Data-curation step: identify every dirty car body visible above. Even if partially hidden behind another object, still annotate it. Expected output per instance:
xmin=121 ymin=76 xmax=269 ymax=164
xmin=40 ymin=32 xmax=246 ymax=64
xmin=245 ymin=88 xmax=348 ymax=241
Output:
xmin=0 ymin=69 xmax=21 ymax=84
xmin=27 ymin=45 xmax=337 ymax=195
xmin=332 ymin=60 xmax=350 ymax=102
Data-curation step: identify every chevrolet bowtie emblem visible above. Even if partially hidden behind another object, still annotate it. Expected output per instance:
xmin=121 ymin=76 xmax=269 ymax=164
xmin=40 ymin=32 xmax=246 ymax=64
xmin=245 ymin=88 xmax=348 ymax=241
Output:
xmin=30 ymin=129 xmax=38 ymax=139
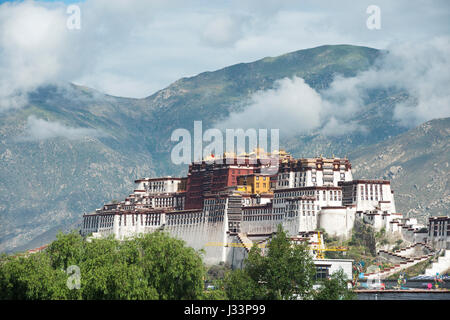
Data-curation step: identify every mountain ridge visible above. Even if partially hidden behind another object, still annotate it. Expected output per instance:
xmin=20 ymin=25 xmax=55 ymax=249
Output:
xmin=0 ymin=45 xmax=444 ymax=251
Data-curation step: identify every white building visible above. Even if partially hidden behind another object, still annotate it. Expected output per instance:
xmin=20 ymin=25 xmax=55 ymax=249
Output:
xmin=81 ymin=157 xmax=405 ymax=264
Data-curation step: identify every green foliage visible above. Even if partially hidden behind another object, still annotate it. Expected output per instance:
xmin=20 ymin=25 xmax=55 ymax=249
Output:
xmin=314 ymin=269 xmax=356 ymax=300
xmin=0 ymin=232 xmax=205 ymax=300
xmin=349 ymin=219 xmax=376 ymax=257
xmin=206 ymin=263 xmax=230 ymax=281
xmin=224 ymin=226 xmax=316 ymax=300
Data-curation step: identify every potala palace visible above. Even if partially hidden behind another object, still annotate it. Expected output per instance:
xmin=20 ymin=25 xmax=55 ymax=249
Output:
xmin=81 ymin=151 xmax=448 ymax=268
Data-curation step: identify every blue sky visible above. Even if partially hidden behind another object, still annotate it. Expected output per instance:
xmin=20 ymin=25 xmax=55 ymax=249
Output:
xmin=0 ymin=0 xmax=450 ymax=102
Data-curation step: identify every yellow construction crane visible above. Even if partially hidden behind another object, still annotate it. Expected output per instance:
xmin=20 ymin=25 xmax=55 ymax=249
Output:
xmin=311 ymin=231 xmax=348 ymax=259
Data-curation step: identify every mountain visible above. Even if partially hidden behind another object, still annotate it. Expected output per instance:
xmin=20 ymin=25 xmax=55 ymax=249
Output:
xmin=349 ymin=118 xmax=450 ymax=224
xmin=0 ymin=45 xmax=442 ymax=251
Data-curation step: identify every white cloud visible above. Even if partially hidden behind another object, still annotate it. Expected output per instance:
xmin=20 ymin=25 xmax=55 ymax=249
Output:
xmin=17 ymin=116 xmax=105 ymax=141
xmin=322 ymin=37 xmax=450 ymax=127
xmin=0 ymin=0 xmax=450 ymax=104
xmin=217 ymin=77 xmax=365 ymax=136
xmin=219 ymin=37 xmax=450 ymax=136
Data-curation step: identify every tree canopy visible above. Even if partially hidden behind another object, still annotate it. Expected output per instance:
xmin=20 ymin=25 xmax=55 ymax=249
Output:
xmin=0 ymin=232 xmax=205 ymax=300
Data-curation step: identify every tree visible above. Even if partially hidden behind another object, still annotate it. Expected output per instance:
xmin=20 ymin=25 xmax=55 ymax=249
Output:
xmin=225 ymin=225 xmax=316 ymax=300
xmin=314 ymin=269 xmax=356 ymax=300
xmin=0 ymin=231 xmax=205 ymax=300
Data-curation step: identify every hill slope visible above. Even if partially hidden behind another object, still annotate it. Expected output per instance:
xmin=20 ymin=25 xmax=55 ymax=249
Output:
xmin=0 ymin=45 xmax=442 ymax=251
xmin=349 ymin=118 xmax=450 ymax=223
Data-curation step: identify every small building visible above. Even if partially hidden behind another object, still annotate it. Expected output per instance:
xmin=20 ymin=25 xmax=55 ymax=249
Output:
xmin=428 ymin=216 xmax=450 ymax=249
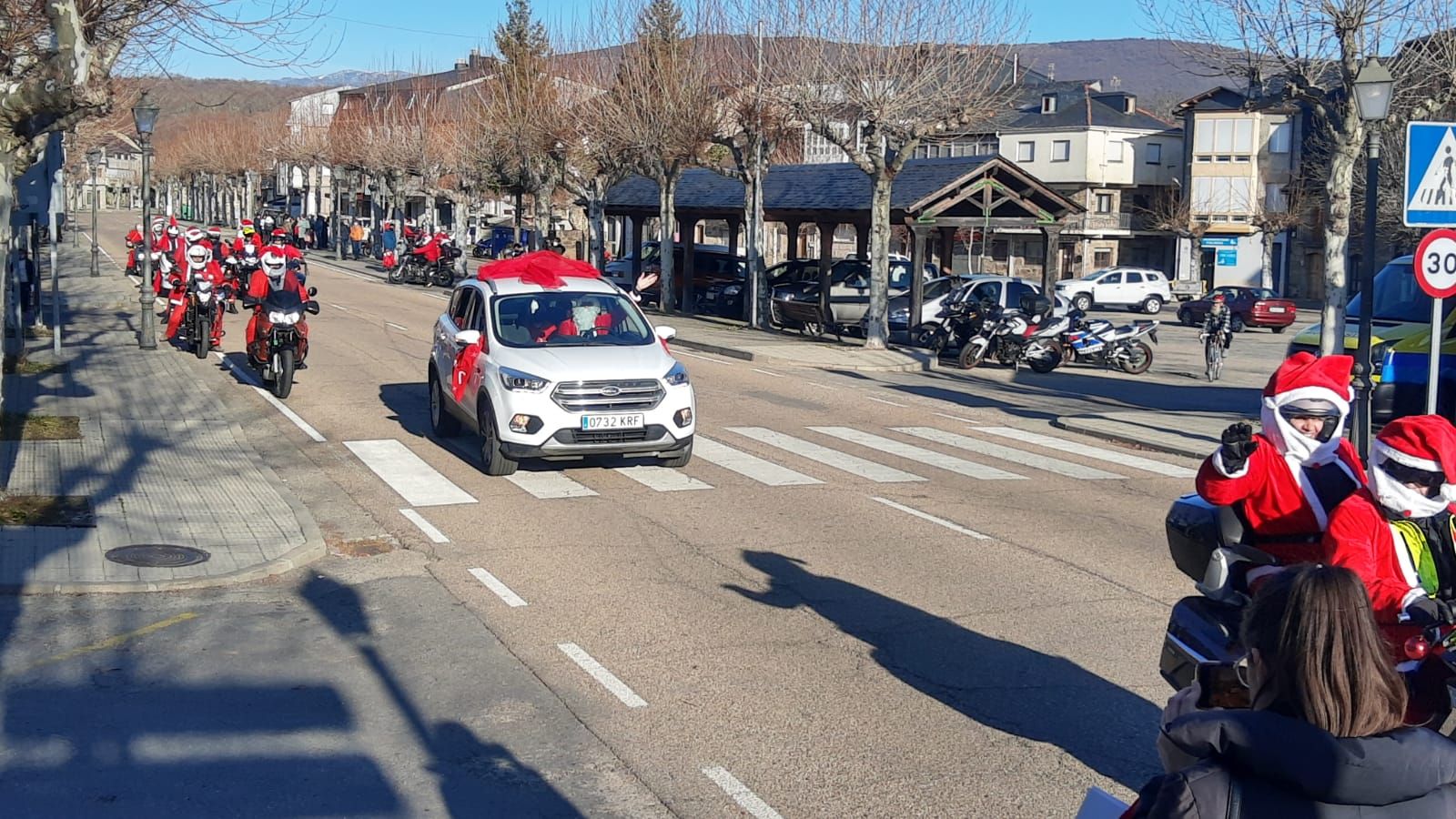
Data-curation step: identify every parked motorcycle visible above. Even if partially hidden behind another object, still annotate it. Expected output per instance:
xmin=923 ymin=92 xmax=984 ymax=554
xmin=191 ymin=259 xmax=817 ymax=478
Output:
xmin=248 ymin=287 xmax=318 ymax=398
xmin=1066 ymin=313 xmax=1158 ymax=376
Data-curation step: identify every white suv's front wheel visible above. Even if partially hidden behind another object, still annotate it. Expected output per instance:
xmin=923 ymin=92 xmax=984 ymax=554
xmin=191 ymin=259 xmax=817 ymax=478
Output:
xmin=476 ymin=395 xmax=517 ymax=478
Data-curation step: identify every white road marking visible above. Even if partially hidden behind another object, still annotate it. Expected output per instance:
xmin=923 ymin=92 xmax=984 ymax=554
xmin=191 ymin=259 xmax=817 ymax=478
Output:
xmin=556 ymin=642 xmax=646 ymax=708
xmin=672 ymin=349 xmax=733 ymax=361
xmin=728 ymin=427 xmax=925 ymax=484
xmin=810 ymin=427 xmax=1026 ymax=480
xmin=973 ymin=427 xmax=1198 ymax=478
xmin=470 ymin=569 xmax=526 ymax=609
xmin=894 ymin=427 xmax=1127 ymax=480
xmin=693 ymin=434 xmax=824 ymax=487
xmin=703 ymin=765 xmax=784 ymax=819
xmin=399 ymin=509 xmax=450 ymax=543
xmin=505 ymin=472 xmax=597 ymax=500
xmin=344 ymin=439 xmax=476 ymax=506
xmin=869 ymin=497 xmax=992 ymax=541
xmin=613 ymin=466 xmax=712 ymax=492
xmin=213 ymin=349 xmax=329 ymax=443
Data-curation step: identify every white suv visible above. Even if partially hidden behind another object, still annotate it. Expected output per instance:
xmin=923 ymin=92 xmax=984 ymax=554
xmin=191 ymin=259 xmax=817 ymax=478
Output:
xmin=428 ymin=270 xmax=696 ymax=475
xmin=1057 ymin=265 xmax=1174 ymax=313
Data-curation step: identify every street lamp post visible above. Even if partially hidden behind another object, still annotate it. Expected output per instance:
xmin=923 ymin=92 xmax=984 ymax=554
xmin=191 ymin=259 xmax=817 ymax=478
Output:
xmin=86 ymin=147 xmax=102 ymax=276
xmin=131 ymin=92 xmax=160 ymax=349
xmin=1354 ymin=56 xmax=1395 ymax=458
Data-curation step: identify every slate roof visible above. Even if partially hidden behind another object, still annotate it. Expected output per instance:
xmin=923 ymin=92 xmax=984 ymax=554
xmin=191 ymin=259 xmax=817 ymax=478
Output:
xmin=607 ymin=156 xmax=995 ymax=213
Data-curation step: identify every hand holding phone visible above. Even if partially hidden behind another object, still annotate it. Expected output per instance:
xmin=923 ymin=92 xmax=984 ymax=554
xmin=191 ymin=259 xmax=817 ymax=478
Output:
xmin=1196 ymin=663 xmax=1252 ymax=708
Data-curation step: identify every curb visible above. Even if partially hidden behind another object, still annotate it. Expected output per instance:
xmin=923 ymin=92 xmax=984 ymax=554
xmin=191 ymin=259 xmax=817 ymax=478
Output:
xmin=1051 ymin=415 xmax=1213 ymax=460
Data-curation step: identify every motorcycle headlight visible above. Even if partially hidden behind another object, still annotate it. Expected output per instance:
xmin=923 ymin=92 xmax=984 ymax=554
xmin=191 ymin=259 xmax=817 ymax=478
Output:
xmin=500 ymin=368 xmax=548 ymax=392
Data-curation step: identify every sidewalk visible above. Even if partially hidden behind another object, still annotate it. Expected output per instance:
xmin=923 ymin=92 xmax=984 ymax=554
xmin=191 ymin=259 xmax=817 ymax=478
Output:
xmin=0 ymin=238 xmax=325 ymax=593
xmin=1051 ymin=410 xmax=1259 ymax=460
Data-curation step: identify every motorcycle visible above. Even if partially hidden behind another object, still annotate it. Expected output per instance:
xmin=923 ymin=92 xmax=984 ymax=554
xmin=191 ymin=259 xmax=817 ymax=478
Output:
xmin=1066 ymin=319 xmax=1158 ymax=376
xmin=248 ymin=287 xmax=318 ymax=398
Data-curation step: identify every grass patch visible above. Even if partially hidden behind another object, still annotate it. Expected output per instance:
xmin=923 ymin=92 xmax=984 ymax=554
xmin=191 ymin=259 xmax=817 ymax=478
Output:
xmin=0 ymin=412 xmax=82 ymax=440
xmin=0 ymin=495 xmax=96 ymax=526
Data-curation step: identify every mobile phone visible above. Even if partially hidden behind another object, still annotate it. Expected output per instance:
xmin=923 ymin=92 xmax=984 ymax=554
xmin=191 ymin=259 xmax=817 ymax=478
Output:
xmin=1196 ymin=663 xmax=1249 ymax=708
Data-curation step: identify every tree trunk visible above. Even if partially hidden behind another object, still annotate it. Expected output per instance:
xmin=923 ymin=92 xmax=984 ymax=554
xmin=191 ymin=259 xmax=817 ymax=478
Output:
xmin=657 ymin=174 xmax=677 ymax=313
xmin=864 ymin=170 xmax=891 ymax=349
xmin=1320 ymin=121 xmax=1363 ymax=356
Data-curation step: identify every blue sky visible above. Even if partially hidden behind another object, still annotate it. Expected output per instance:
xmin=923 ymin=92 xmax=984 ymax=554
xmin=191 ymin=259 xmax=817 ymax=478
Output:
xmin=166 ymin=0 xmax=1148 ymax=78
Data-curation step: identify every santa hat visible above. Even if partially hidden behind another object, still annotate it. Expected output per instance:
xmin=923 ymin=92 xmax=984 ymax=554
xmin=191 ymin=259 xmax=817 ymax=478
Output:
xmin=1259 ymin=353 xmax=1356 ymax=466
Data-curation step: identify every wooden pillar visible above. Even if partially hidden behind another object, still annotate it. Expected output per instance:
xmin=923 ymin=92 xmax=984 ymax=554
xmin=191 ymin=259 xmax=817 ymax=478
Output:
xmin=941 ymin=228 xmax=956 ymax=276
xmin=815 ymin=221 xmax=839 ymax=324
xmin=677 ymin=216 xmax=697 ymax=315
xmin=1041 ymin=225 xmax=1061 ymax=298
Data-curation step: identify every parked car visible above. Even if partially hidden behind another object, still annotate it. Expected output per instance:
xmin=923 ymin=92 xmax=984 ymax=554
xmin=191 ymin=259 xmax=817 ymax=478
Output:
xmin=774 ymin=259 xmax=941 ymax=328
xmin=1178 ymin=287 xmax=1296 ymax=332
xmin=1057 ymin=265 xmax=1174 ymax=313
xmin=697 ymin=259 xmax=818 ymax=319
xmin=427 ymin=269 xmax=696 ymax=475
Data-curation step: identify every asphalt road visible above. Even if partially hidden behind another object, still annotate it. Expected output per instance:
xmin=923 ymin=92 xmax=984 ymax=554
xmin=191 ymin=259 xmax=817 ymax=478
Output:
xmin=11 ymin=217 xmax=1289 ymax=817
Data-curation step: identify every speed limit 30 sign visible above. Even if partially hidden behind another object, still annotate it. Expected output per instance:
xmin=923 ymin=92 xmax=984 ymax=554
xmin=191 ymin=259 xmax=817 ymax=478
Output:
xmin=1415 ymin=228 xmax=1456 ymax=298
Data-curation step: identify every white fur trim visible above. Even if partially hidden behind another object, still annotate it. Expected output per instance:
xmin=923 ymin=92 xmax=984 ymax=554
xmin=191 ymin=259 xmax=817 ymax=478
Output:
xmin=1213 ymin=446 xmax=1249 ymax=478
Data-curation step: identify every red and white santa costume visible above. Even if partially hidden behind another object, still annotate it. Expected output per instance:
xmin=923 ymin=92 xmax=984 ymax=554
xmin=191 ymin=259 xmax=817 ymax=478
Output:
xmin=1196 ymin=353 xmax=1364 ymax=562
xmin=1325 ymin=415 xmax=1456 ymax=647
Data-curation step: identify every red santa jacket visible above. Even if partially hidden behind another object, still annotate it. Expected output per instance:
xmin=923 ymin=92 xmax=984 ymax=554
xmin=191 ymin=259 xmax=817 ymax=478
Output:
xmin=1194 ymin=433 xmax=1364 ymax=562
xmin=1323 ymin=490 xmax=1456 ymax=650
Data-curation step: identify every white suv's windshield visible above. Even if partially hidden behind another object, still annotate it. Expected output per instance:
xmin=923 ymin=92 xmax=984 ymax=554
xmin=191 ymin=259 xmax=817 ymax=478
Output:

━━━━━━━━━━━━━━━━━━━━

Set problem →
Pull out every line of the entries above that contains the word "mountain", copying each one in full.

Result of this exercise →
Data-curation step: identify every mountain ridge visible above. Even if partially hidden behind another object, still annotate it. Expected output per instance:
Data-curation step: identify every mountain visible above. Even if partially hidden behind another object, still annotate it. Expected output per instance:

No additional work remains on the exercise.